Render the rows from the start through the line containing "pixel 101 79", inclusive, as a two-column CSV with the headers entry and points: one line per row, with its text and its answer each in a single quoted field and line breaks changed to spaces. Leave the pictures out.

● ● ● ● ● ● ●

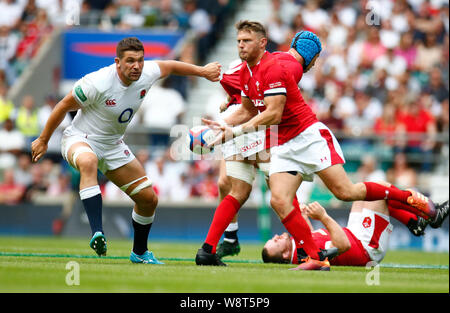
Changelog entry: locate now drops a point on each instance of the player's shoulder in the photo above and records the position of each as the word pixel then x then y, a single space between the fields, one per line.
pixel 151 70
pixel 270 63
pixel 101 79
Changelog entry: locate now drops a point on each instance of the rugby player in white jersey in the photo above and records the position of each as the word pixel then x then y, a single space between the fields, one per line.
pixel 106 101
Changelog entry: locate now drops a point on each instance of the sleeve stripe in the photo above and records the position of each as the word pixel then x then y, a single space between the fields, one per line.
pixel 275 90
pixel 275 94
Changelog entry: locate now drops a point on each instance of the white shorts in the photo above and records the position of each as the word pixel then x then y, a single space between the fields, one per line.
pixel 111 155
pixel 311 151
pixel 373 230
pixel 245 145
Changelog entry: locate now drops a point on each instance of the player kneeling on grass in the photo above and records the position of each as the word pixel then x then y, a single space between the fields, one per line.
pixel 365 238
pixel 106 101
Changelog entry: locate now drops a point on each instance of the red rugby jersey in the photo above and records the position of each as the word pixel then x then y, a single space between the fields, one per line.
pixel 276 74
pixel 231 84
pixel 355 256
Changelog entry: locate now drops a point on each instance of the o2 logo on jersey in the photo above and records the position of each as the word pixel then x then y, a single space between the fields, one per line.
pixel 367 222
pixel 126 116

● ● ● ● ● ● ●

== Exercise result ==
entry,points
"Changelog entry: locate now drops a point on each instance of the player's shoulder in the photo above and records the position of each as the word pixel then x then y, a single space between the fields, one per line.","pixel 151 70 pixel 270 63 pixel 101 79"